Exercise aim:
Omit the pictures and return every entry exactly as written.

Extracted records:
------------------------------------------------------------------------

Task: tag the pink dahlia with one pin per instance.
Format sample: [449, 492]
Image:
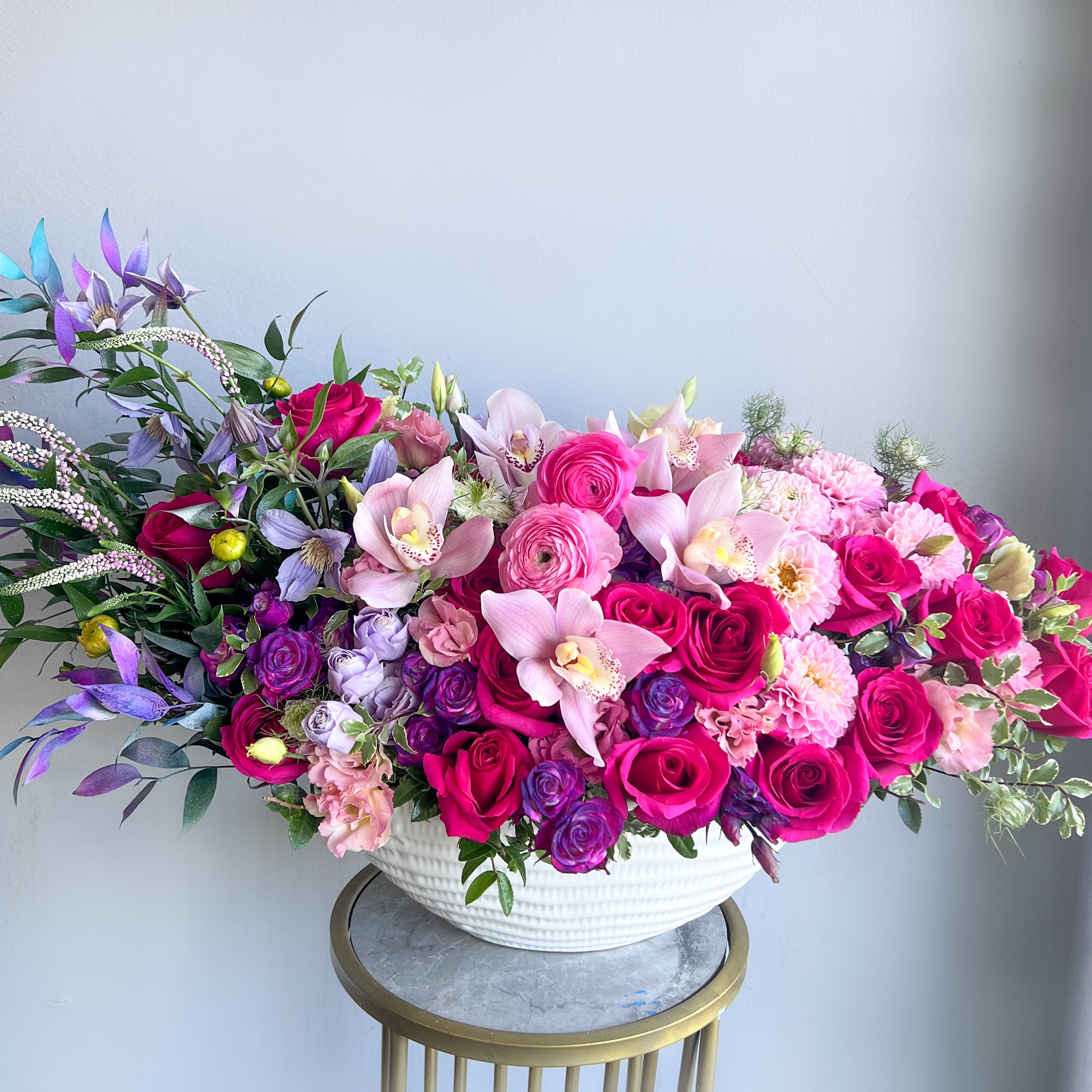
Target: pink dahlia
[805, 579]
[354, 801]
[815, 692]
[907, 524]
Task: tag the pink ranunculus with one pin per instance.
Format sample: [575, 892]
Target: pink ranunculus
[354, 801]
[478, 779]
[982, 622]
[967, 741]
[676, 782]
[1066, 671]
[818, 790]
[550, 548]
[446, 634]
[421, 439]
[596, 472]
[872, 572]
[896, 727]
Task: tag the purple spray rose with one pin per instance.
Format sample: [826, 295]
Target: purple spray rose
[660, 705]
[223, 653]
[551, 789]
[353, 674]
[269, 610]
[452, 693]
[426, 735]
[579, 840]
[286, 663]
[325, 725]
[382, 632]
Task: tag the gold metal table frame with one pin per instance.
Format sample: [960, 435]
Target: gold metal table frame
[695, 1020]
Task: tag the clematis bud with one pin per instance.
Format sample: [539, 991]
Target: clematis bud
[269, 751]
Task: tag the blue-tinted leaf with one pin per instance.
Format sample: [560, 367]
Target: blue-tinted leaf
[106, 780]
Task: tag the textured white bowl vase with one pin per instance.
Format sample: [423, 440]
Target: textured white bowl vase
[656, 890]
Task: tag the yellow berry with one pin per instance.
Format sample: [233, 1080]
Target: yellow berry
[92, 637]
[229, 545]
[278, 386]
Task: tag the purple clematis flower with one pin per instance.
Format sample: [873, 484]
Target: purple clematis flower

------------------------------------------------------------------------

Solution to this problem:
Task: tag the pink dahlia with one pin per instance.
Format sample: [449, 492]
Image:
Target: pink dahlia
[805, 579]
[354, 801]
[815, 692]
[907, 524]
Task: tag the pink ranunculus with one pin per instance.
Format sample: [575, 892]
Target: pink ranunculus
[354, 801]
[478, 779]
[982, 622]
[967, 741]
[676, 782]
[1066, 671]
[818, 790]
[550, 548]
[446, 634]
[421, 439]
[596, 472]
[872, 572]
[896, 727]
Task: tag the purple spray rose with one pin per instance.
Format sample: [826, 295]
Target: purple spray rose
[660, 705]
[223, 653]
[551, 789]
[353, 674]
[269, 610]
[452, 693]
[426, 735]
[579, 840]
[286, 663]
[325, 725]
[382, 632]
Task: tag the gold metal table frame with one pin per instance.
Format sample: [960, 435]
Target: gold metal table frame
[695, 1020]
Task: tag the clematis bud with one pin per instance.
Format sample: [539, 991]
Target: clematis bud
[269, 751]
Task: tag the blue-tinted leaf with one pin per instance.
Format sample: [560, 367]
Target: blue-tinted leaf
[106, 780]
Task: tag the textured white bowl vase with one pin per instance.
Format sample: [423, 440]
Target: textured white bowl vase
[656, 890]
Task: tag the yellow berry with one pin per instance.
Format sample: [233, 1080]
Target: yellow berry
[92, 637]
[229, 545]
[278, 386]
Task: tag the purple clematis flower with one pin per instance.
Format sample: [873, 484]
Target: purple clematis flower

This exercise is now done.